__Given records__:

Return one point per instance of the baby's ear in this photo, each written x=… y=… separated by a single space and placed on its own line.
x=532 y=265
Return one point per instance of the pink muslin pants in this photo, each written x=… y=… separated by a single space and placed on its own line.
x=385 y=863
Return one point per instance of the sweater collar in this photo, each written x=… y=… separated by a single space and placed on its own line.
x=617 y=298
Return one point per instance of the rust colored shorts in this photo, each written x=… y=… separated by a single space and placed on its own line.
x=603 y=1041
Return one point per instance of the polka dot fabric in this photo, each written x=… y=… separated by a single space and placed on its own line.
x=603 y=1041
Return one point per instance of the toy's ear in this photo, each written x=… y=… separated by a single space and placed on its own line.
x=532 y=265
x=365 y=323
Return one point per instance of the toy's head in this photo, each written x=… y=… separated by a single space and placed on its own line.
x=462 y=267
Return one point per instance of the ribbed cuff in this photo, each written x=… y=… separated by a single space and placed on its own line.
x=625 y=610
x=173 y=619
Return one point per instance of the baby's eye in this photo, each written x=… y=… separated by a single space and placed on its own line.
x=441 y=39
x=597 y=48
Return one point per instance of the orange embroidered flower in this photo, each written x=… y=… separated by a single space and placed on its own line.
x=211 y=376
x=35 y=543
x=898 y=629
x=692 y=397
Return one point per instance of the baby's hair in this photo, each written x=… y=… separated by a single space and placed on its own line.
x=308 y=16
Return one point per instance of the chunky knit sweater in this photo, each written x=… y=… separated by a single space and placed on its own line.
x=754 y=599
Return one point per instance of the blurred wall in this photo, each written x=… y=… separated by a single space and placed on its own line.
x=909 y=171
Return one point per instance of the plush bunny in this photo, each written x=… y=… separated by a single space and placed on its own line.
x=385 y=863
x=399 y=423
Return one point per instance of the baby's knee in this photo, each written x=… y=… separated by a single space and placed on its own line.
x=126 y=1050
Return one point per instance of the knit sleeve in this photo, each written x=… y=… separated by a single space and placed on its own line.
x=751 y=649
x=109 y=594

__Exercise brief__:
Give every item above again, swapping "placed on its own line" for "put on a separate line" wherever it appears and leaving everything else unchanged.

__Exercise solution__:
Return one point per instance of the baby's ear in this photo, each written x=… y=… separated by a single space and put on a separate line.
x=532 y=265
Return one point per instance of the pink muslin pants in this photo, each written x=… y=… separated by a single space and put on a separate line.
x=385 y=863
Return one point per instance of the sweater collar in this photo, each written x=… y=… separated by a single space and put on a separate line.
x=617 y=298
Return one point per instance of the rust colored shorts in this photo, each written x=… y=… separated by a single space and put on a separate line.
x=603 y=1041
Return one point per instance of the polka dot fabric in this photo, each written x=… y=… separated by a single space and put on a separate line.
x=603 y=1041
Return one point per instance of the toy's ear in this photo, each written x=… y=… separated by a single space and put on a separate line.
x=532 y=265
x=365 y=323
Return one point per instance of the toy's head in this photo, each written x=… y=… separated by a single space and put on a separate line.
x=462 y=267
Return one point per instance of the ribbed cuff in this photo, each written x=… y=… separated by a single space and put on a separate line.
x=625 y=610
x=173 y=619
Return one point per instance of the baby's eye in this photo, each written x=… y=… separated by a single space and put on a separate line.
x=441 y=39
x=597 y=48
Return one point per instance of the orange embroidered flower in this photo, each written x=… y=… separated by a single space and put on a separate line.
x=211 y=376
x=35 y=543
x=898 y=629
x=692 y=397
Return one point per instance of the baby's hair in this photo, each written x=… y=… separated by a single space and put on a separate line.
x=308 y=16
Return one point per instance of the chunky knit sweater in this photo, each written x=… y=… separated by a single space and put on a separate line.
x=754 y=599
Return one point per instance of the blurred wall in this photo, each written x=… y=… separated by a single space and put on a separate line.
x=909 y=171
Return one point per instance of the plush bunny in this photo, each written x=… y=… separated by a single space and put on a separate line.
x=385 y=863
x=399 y=423
Return one point per instance of the baby's knee in this photo, each written x=… y=… separated by a single space and put on a separate line.
x=126 y=1050
Return one point per instance of the knit sleeve in this photo, each written x=… y=… separated by a single space and put on a separate line.
x=751 y=649
x=109 y=594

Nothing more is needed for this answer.